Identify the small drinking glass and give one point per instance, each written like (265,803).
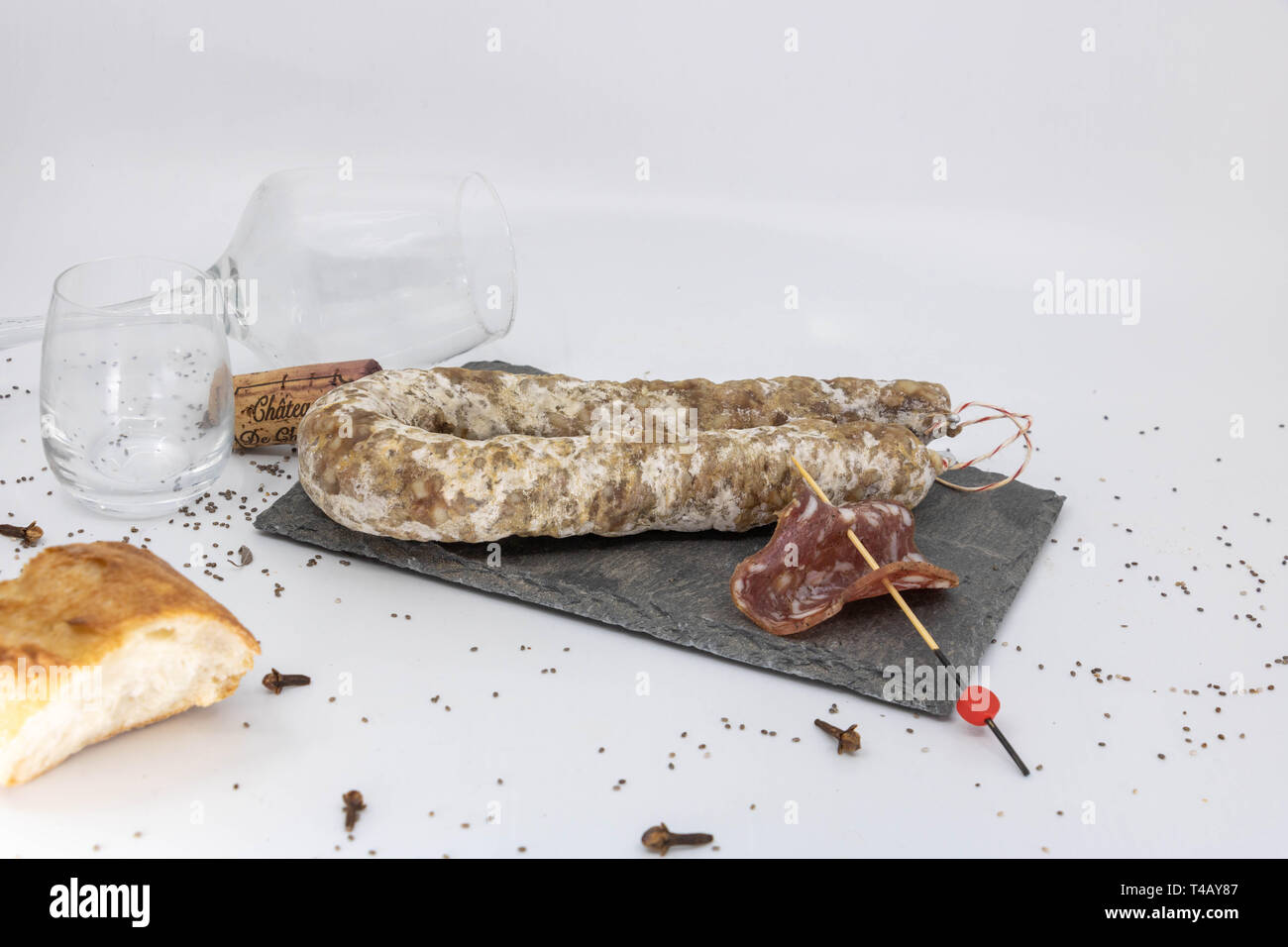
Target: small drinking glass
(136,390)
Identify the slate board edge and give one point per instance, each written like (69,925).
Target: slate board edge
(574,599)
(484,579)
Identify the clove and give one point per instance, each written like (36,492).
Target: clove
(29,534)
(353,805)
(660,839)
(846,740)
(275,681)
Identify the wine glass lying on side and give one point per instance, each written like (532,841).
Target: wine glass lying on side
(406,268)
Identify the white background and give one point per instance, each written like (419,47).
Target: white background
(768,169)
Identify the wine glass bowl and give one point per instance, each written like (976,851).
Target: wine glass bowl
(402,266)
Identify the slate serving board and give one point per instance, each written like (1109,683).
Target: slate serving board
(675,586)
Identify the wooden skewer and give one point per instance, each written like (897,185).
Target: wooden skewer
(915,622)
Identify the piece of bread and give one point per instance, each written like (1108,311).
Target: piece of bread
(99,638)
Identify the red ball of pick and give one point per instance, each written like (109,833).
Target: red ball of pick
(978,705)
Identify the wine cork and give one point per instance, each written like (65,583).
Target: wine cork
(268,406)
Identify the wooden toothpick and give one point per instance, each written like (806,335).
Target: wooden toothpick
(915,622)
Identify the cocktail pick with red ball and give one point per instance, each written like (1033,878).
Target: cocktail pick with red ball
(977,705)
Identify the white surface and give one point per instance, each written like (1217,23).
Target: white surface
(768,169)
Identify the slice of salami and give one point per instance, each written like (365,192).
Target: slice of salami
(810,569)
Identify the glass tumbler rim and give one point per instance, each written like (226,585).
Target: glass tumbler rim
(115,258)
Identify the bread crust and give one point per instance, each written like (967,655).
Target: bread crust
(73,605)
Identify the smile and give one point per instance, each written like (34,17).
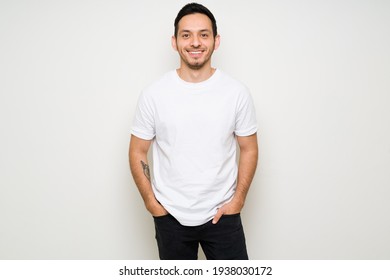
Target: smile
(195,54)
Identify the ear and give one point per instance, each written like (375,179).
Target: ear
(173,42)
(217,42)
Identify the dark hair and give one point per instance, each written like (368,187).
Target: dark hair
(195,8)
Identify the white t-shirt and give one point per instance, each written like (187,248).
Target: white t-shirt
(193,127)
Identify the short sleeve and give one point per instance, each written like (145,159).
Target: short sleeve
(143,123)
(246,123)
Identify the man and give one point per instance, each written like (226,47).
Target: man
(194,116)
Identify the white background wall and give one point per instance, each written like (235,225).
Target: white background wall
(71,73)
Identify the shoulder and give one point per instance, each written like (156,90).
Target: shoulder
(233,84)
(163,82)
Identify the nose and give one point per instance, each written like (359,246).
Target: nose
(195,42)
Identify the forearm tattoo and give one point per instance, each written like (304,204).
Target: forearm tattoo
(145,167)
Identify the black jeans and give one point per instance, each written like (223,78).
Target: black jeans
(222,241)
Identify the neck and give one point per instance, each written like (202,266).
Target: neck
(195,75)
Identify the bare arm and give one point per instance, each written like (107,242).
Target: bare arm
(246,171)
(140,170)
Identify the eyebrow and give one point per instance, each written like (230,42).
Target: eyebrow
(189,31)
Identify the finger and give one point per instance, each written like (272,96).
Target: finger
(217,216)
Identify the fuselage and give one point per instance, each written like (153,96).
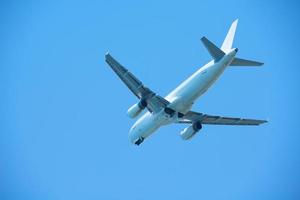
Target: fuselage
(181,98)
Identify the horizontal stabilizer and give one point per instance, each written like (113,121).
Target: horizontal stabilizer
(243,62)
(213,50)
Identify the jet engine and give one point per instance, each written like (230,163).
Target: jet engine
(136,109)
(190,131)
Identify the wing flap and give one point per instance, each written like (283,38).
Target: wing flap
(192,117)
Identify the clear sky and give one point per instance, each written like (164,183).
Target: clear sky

------------

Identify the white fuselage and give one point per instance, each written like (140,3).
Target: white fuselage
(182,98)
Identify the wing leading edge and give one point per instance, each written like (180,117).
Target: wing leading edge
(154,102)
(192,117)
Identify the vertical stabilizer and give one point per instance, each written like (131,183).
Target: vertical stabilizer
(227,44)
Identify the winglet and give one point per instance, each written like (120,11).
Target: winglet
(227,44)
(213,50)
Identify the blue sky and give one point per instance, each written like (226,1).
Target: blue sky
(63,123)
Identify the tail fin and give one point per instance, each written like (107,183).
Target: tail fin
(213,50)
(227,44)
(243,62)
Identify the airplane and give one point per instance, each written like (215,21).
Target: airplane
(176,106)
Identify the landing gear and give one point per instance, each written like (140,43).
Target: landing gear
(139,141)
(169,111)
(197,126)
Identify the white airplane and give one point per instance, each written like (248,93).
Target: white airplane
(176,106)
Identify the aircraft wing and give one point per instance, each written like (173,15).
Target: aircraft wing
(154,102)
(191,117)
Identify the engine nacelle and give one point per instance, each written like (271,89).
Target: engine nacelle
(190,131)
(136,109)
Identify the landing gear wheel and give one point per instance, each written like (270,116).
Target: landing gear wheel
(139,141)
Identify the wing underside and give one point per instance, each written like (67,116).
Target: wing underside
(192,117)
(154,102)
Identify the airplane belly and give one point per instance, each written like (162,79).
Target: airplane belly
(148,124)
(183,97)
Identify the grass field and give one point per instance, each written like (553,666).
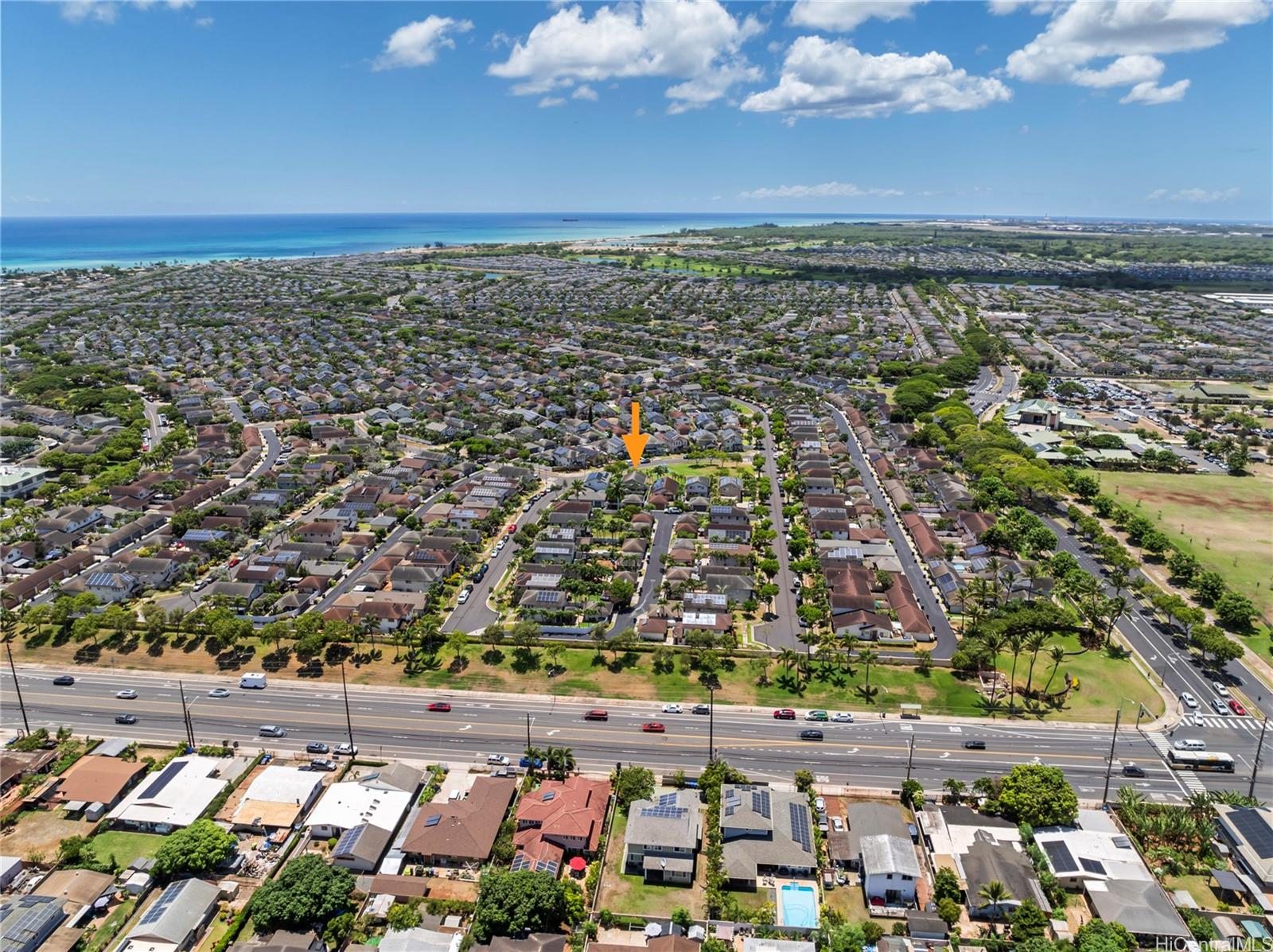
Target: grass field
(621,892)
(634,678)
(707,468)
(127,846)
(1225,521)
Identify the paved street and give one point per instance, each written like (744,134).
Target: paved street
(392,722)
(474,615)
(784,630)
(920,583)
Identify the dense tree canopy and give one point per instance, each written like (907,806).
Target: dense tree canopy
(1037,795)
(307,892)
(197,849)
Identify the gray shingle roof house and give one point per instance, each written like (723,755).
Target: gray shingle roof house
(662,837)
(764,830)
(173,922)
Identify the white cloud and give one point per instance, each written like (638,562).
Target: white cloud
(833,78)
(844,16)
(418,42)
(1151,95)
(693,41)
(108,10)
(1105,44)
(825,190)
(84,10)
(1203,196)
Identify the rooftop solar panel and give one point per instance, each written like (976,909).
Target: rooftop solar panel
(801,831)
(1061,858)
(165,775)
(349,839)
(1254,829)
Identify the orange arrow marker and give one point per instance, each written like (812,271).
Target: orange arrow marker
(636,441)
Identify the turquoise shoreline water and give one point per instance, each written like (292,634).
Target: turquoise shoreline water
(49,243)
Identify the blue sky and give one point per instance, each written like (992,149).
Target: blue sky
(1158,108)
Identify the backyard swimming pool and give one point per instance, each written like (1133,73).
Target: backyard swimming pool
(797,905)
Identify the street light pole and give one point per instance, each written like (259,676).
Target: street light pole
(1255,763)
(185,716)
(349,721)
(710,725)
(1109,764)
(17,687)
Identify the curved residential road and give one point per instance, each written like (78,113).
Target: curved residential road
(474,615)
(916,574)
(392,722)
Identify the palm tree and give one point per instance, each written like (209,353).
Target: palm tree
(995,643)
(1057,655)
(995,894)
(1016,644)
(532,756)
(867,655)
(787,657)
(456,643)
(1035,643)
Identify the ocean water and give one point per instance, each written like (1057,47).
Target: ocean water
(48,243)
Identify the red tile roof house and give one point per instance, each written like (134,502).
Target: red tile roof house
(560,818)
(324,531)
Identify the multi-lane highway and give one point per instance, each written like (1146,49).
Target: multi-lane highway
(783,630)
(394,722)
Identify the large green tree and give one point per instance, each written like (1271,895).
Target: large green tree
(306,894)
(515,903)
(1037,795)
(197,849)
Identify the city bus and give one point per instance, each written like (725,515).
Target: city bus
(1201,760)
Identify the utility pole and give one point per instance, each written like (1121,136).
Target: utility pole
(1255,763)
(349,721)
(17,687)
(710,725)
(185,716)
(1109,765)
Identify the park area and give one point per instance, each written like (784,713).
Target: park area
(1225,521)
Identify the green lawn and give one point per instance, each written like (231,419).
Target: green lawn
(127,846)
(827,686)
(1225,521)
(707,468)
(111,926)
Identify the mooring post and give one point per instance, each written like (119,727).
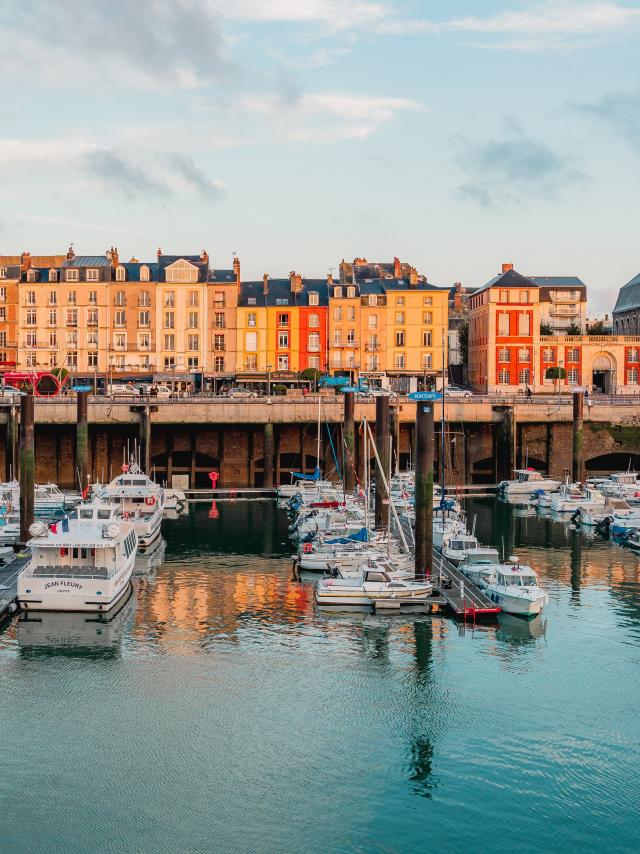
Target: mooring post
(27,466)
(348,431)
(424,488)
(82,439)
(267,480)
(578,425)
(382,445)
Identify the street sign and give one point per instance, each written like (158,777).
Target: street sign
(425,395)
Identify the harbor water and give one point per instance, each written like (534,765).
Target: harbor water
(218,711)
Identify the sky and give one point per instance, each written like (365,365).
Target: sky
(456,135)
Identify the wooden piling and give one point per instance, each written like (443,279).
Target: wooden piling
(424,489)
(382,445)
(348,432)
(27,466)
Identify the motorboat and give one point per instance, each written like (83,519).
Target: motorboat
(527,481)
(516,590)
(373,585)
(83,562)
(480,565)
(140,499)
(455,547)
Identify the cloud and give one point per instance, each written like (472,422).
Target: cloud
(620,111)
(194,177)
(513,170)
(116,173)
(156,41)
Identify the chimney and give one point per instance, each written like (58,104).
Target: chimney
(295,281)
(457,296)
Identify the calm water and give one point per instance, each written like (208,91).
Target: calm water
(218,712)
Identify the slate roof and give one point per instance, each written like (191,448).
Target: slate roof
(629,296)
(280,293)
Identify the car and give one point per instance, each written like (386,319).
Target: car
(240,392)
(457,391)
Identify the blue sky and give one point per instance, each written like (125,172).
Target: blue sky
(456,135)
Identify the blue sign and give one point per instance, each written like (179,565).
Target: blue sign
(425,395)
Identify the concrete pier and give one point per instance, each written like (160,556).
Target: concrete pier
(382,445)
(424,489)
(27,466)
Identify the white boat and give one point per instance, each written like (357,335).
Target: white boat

------------

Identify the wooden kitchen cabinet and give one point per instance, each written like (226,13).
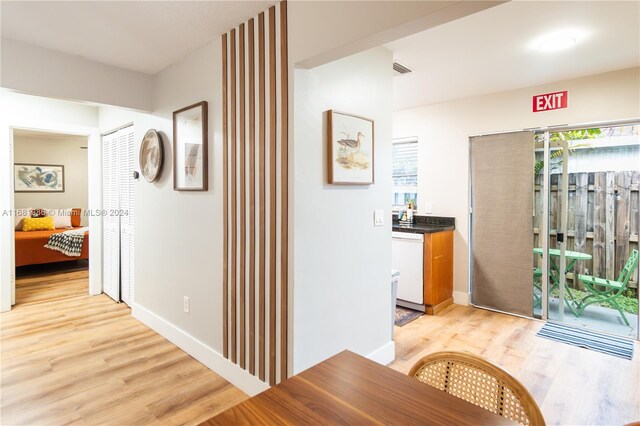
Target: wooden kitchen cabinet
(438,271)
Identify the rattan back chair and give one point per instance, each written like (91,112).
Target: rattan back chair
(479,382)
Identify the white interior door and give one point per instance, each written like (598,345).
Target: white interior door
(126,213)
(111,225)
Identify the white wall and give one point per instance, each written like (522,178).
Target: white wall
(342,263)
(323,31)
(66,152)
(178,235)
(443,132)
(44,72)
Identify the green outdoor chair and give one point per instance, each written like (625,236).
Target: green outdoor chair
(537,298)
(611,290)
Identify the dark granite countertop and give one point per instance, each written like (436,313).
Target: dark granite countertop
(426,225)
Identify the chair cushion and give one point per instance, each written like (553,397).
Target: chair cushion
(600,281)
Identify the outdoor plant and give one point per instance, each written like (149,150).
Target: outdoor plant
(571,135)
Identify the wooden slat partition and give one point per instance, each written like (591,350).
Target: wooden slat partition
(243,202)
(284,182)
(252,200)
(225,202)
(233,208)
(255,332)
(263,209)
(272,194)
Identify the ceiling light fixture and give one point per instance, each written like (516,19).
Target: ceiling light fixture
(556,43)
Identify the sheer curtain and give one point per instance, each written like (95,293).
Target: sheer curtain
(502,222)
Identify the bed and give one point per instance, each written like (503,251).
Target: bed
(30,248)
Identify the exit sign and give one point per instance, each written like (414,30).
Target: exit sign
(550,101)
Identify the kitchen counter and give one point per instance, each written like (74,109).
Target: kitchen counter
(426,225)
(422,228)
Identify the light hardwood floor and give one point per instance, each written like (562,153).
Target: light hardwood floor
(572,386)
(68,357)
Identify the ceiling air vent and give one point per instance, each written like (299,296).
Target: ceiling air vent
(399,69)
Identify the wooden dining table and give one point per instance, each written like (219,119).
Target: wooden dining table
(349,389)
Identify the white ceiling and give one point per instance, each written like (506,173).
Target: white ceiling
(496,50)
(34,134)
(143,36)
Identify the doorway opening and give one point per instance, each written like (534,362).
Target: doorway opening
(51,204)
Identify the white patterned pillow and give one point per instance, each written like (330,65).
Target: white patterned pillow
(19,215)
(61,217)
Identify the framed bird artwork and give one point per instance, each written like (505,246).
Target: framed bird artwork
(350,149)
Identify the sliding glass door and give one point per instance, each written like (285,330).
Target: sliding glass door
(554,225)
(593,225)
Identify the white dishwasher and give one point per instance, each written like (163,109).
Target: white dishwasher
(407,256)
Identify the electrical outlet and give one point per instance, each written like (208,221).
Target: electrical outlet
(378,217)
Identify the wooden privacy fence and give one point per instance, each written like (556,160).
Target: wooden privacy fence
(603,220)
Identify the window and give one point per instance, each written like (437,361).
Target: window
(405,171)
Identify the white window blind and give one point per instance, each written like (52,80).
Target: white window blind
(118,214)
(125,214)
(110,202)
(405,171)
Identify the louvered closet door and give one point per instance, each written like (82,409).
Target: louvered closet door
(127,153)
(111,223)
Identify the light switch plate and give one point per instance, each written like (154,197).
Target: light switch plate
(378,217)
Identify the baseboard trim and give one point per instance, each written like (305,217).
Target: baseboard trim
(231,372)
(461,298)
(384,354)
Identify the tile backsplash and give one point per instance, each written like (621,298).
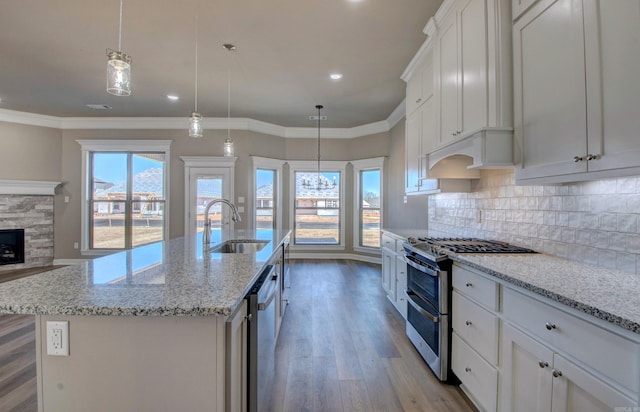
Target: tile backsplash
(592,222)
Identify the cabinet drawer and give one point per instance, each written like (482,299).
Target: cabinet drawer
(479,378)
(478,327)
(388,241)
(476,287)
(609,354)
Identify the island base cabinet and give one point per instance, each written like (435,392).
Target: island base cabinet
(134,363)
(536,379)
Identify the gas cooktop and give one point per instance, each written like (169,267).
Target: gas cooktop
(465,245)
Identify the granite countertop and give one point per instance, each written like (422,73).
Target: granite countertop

------------

Problem :: Only one stretch of the listing above is to be duplicated: the lines from the one containing "Identify the small" through the one containing "Identify the wine glass lying", both included. Copy them exactly, minus the pictures.

Answer ::
Identify the small drinking glass and give one point per instance, each written like (265,803).
Target: small drinking glass
(136,390)
Identify the slate board edge and give one point per instance, each written like (69,925).
Target: slate board edge
(574,599)
(484,579)
Identify the clove and give one point per instance, each written like (36,492).
Target: clove
(29,534)
(353,805)
(660,839)
(846,740)
(275,681)
Identify the wine glass lying on side and give one point per instance, each written like (532,841).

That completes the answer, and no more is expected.